→ **DIRECTION 1**
Answer these from the benchmarks thread:
(a) About how many General registry snapshots made up the historical data?
(b) What tool is used so that julia was never manually bisected or compiled?
(c) Which julia versions get the nightly benchmark run?

Start of TEXT SEGMENT

A visual log of loading and precompilation times for many packages over a variety of julia versions

At Julia Ecosystem Benchmarks Explorer you can find detailed benchmarks of loading time for many packages over many different versions of julia, all interactively explorable.

This is the culmination of:

It will be updated daily. Here are a few examples:

I will not have the bandwidth to make improvements to it in the near future, but do not hesitate to submit patches.

21 Likes

Very cool!

I have a few questions:

1 Like

All good points, I should add this to the docs

No. For each historic date I check out the General registry to its state on that date, and set it as the source of truth in the active julia depot. So all version resolutions happen as if it was that date. I manually put bounds on which date corresponds to which julia version, so a julia version is never tested on a General registry state that did not exist during the julia version lifetime.

I use juliaup so I never manually bisected or compiled julia. There are many failures for many packages throughout this dataset, but they are just not visualized. I did not investigate why exactly the failures happen.

All the benchmarks run on a lab server in the back of my office. The historical data (about a 1000 General registry snapshots) took a week or two. Now every night another benchmark run is executed (for lts, nightly, alpha, and release, as defined by juliaup).

That particular server is used for other tasks as well, most of them not computationally intensive. But the benchmarks run at high process priority with reserved resources at night, so hopefully the noise is not too bad.

End of TEXT SEGMENT
Start of GIVEN RECORDS

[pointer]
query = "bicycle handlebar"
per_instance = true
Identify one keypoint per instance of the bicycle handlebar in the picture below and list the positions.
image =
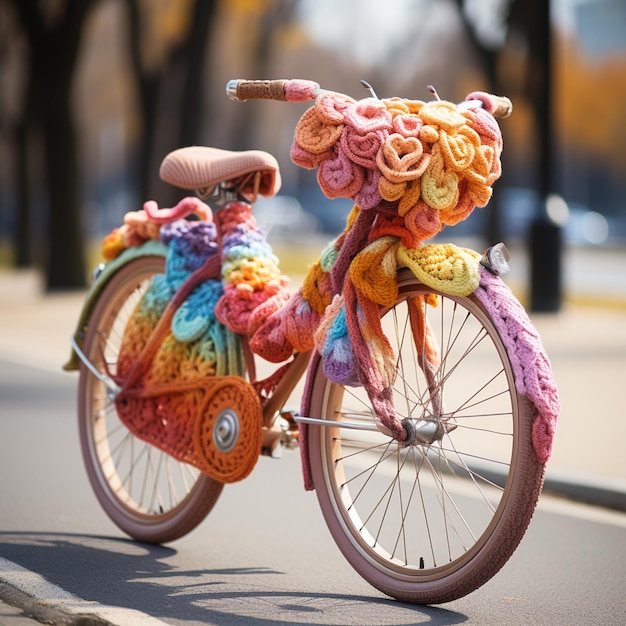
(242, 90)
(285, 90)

End of GIVEN RECORDS
Start of GIVEN RECORDS

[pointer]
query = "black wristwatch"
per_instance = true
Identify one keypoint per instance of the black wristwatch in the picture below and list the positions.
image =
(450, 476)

End of GIVEN RECORDS

→ **DIRECTION 2**
Report every line of the records that contains the word "positions", matching case.

→ **WORKED SOLUTION 1**
(a) About 1000.
(b) juliaup.
(c) lts, nightly, alpha, and release.

→ **WORKED SOLUTION 2**
Identify one keypoint per instance of the bicycle handlebar in the picture below and list the positions.
Identify one keypoint per instance of the black wristwatch in the picture below and list the positions.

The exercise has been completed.